Pubblicato il 23/01/2023

N. 01186/2023 REG.PROV.COLL.

N. 13406/2014 REG.RIC.

REPUBBLICA ITALIANA

IN NOME DEL POPOLO ITALIANO

Il Tribunale Amministrativo Regionale per il Lazio

(Sezione Quinta Bis)

ha pronunciato la presente

SENTENZA

sul ricorso numero di registro generale 13406 del 2014, proposto da -OMISSIS-, rappresentato e difeso dall’avvocato A C, con domicilio eletto presso lo studio dell’avvocato G C in Roma, via D. Purificato,147;

contro

Ministero dell’Interno, rappresentato e difeso ope legis dall’Avvocatura Generale dello Stato, presso i cui uffici è domiciliato in Roma, via dei Portoghesi, 12;
Prefettura -OMISSIS-, non costituita in giudizio;

per l’annullamento

del provvedimento del Ministero dell’Interno del 15 maggio 2014, prot.-OMISSIS-, di reiezione dell’istanza del ricorrente volta ad ottenere la cittadinanza italiana;


Visti il ricorso e i relativi allegati;

Visto l’atto di costituzione in giudizio del Ministero dell’Interno;

Visti tutti gli atti della causa;

Relatore nell’udienza pubblica del giorno 9 dicembre 2022 il dott. Enrico Mattei e uditi per le parti i difensori come specificato nel verbale;

Ritenuto e considerato in fatto e diritto quanto segue.


FATTO e DIRITTO

Con il ricorso in epigrafe si contesta la legittimità del provvedimento prot.-OMISSIS-, emesso dal Ministero dell’Interno in data 15 maggio 2014, con il quale è stata rigettata la domanda di cittadinanza italiana presentata dal ricorrente in data 26 maggio 2010, ai sensi dell’art. 9, comma 1, lett. f), della legge n. 91/1992, risultando a carico dell’istante i seguenti pregiudizi penali:

- in data 28 febbraio 2006, decreto penale di condanna del G.I.P. del Tribunale di -OMISSIS-, esecutivo in data 5 marzo 2006, per il reato di cui all’art. 186, comma 2 Codice della Strada;

- in data 25 gennaio 2006, sentenza di applicazione della pena su richiesta delle parti da parte del Tribunale -OMISSIS-, irrevocabile in data 4 aprile 2006 per i reati di cui agli artt. 81, 110, 635 comma 2 e 3 e 639 c.p. (danneggiamento, deturpamento, imbrattamento continuato in concorso).

Lamenta in sintesi il ricorrente l’illegittimità dell’atto impugnato per eccesso di potere per insufficiente istruttoria, irragionevolezza, motivazione insufficiente, violazione dell’art. 6, comma 1, della legge n. 91/1992, non essendo possibile rinvenire dal tenore del provvedimento impugnato, alcuna indicazione specifica in ordine ai presupposti di fatto e di diritto posti a fondamento della decisione di rigetto della domanda di cittadinanza.
§
● Consegna 1: Secondo il brano, in quale data il ricorrente aveva presentato la domanda di cittadinanza italiana?
● Consegna 2: Perché, in base al brano, il Ministero dell'Interno ha respinto la domanda di cittadinanza? Rispondi in una-tre frasi.
● Consegna 3: Aggiorna il brano da "- in data 25" a "domanda di cittadinanza.", riscrivendolo con "irrevocabile" al posto del quale compare "definitiva".

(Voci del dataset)
§
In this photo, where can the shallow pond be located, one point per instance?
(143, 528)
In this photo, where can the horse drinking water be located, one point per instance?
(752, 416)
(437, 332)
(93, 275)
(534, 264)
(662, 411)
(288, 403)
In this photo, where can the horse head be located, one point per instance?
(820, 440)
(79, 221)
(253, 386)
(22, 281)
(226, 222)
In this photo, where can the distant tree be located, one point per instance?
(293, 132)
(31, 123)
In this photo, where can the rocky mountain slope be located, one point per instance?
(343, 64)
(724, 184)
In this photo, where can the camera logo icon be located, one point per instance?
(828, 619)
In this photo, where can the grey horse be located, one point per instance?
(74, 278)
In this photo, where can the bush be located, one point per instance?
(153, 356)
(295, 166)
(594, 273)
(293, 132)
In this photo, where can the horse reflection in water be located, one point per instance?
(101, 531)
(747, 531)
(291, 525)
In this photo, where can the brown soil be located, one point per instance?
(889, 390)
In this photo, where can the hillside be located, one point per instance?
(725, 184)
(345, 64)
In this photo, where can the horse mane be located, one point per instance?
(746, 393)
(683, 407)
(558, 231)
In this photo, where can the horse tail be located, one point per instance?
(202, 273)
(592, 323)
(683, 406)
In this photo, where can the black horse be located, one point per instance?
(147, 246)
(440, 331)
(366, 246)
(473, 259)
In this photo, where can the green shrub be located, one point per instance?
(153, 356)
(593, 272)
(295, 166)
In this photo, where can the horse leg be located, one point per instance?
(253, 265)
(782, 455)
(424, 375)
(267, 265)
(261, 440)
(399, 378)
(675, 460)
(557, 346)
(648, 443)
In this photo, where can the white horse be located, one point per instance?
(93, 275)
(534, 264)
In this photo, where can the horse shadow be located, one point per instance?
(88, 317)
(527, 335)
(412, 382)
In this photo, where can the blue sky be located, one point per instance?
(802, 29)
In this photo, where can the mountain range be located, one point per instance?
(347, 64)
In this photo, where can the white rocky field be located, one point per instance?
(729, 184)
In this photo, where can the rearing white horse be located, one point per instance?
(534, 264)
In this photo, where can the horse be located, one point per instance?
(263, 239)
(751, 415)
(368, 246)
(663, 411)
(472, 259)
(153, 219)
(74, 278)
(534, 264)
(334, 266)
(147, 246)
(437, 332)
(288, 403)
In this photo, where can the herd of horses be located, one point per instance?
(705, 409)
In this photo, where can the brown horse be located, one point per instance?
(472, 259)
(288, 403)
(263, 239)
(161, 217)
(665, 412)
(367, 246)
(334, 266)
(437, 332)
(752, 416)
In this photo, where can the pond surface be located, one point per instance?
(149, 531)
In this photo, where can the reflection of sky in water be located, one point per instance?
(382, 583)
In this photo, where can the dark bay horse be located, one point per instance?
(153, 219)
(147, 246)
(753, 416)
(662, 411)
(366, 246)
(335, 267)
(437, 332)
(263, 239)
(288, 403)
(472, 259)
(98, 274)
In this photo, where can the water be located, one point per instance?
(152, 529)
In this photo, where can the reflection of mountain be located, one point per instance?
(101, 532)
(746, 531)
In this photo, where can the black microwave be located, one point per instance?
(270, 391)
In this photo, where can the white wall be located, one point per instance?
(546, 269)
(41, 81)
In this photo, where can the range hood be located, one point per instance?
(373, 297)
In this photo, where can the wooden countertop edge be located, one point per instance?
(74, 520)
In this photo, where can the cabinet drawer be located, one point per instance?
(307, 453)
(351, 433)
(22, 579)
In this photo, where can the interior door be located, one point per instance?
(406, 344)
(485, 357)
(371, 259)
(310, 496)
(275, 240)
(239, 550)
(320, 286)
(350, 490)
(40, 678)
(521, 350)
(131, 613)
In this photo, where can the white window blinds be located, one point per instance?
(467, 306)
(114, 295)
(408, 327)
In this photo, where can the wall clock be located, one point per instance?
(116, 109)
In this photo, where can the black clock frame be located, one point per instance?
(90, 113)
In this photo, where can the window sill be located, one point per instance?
§
● Spazio risposta 1: Il 26 maggio 2010.

● Spazio risposta 2: La domanda è stata respinta perché a carico dell'istante risultavano pregiudizi penali. Si trattava di un decreto penale di condanna per il reato di cui all'art. 186, comma 2, del Codice della Strada. A questo si aggiungeva una sentenza di applicazione della pena su richiesta delle parti per danneggiamento, deturpamento e imbrattamento continuato in concorso.

● Spazio risposta 3:
- in data 25 gennaio 2006, sentenza di applicazione della pena su richiesta delle parti da parte del Tribunale -OMISSIS-, definitiva in data 4 aprile 2006 per i reati di cui agli artt. 81, 110, 635 comma 2 e 3 e 639 c.p. (danneggiamento, deturpamento, imbrattamento continuato in concorso).

Lamenta in sintesi il ricorrente l’illegittimità dell’atto impugnato per eccesso di potere per insufficiente istruttoria, irragionevolezza, motivazione insufficiente, violazione dell’art. 6, comma 1, della legge n. 91/1992, non essendo possibile rinvenire dal tenore del provvedimento impugnato, alcuna indicazione specifica in ordine ai presupposti di fatto e di diritto posti a fondamento della decisione di rigetto della domanda di cittadinanza.